→ **Stated goal**: Write the next part of the passage on modifying the Cholesky factor for the VAN filter, starting after its final sentence.

→ **Extract to read**:
•••••
Equations (27) and (28) include a change to the right-hand-side matrix **B** of the system of linear equations to enable the forward solve result **Z** to be modified in addition to the Cholesky factor.

Fig. 3 illustrates an update modification performed on the system of equations previously factorized in Fig. 2(b). For each of the modification operations, if an element in row *j* of the factorized matrix is modified (added, removed, updated, or downdated), the elements of the factor that are changed are limited to the columns *j* to *n.* Considering the Cholesky factorization process in Fig. 2, this is a logical result, since these columns of the Cholesky factor were previously produced after the modified variable was marginalized from the active submatrix.

### D. Maintaining a Factor of the VAN Information Matrix

The information-form VAN filter operations of Section III-B can all be described using the row addition, row deletion, update, and downdate modifications.

The prediction with augmentation equations (8) and (9) can be implemented with row additions for the new pose variables, and an update on the previous pose states. Similarly, the prediction without augmentation equations (10) and (11) can be implemented with row removal and row addition operations to perform the changes to the current vehicle pose states, and a downdate on the previous pose states. The observation update equations (17) and (18) can simply be implemented with a single update modification.
•••••
→ **Supplied information**:
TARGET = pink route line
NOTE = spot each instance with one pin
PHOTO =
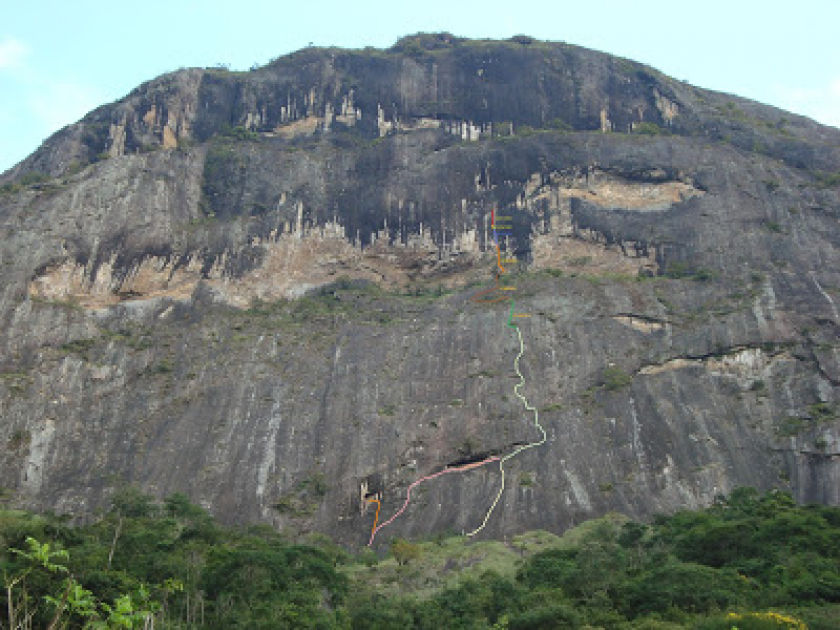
(442, 472)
•••••
→ **Answer to the exercise**:
Modifications are used to maintain an up-to-date factor after prediction and vehicle state observation operations. However, when a loop-closure observation is applied between past poses, the structure of the information matrix is significantly changed, causing the previous variable ordering to be ineffective in minimizing fill-in. Therefore, when a loop-closure observation is applied to the filter, a new variable ordering is found, and a new factor of the information matrix is calculated.

### E. Variable Ordering for Efficient VAN Operations

Prediction operations and observations of the current vehicle states are the most frequent procedures in a SLAM algorithm, with the number of loop-closure observations being relatively small. After considering the pattern of modified factor elements in Fig. 3, it is clear that ordering the vehicle states last will minimize the complexity of maintaining a factor of the VAN information matrix.

If the current vehicle states are ordered last, the number of elements in the factor that need to be recalculated is independent of the number of augmented poses, allowing the Cholesky factorization modifications for the prediction and vehicle state observation operations to be performed in constant time.

While ordering the vehicle states last may not result in the the minimal amount of fill-in, the benefit of constant-time prediction and observation operations outweigh the additional computational complexity due to the additional fill-in caused by this constraint.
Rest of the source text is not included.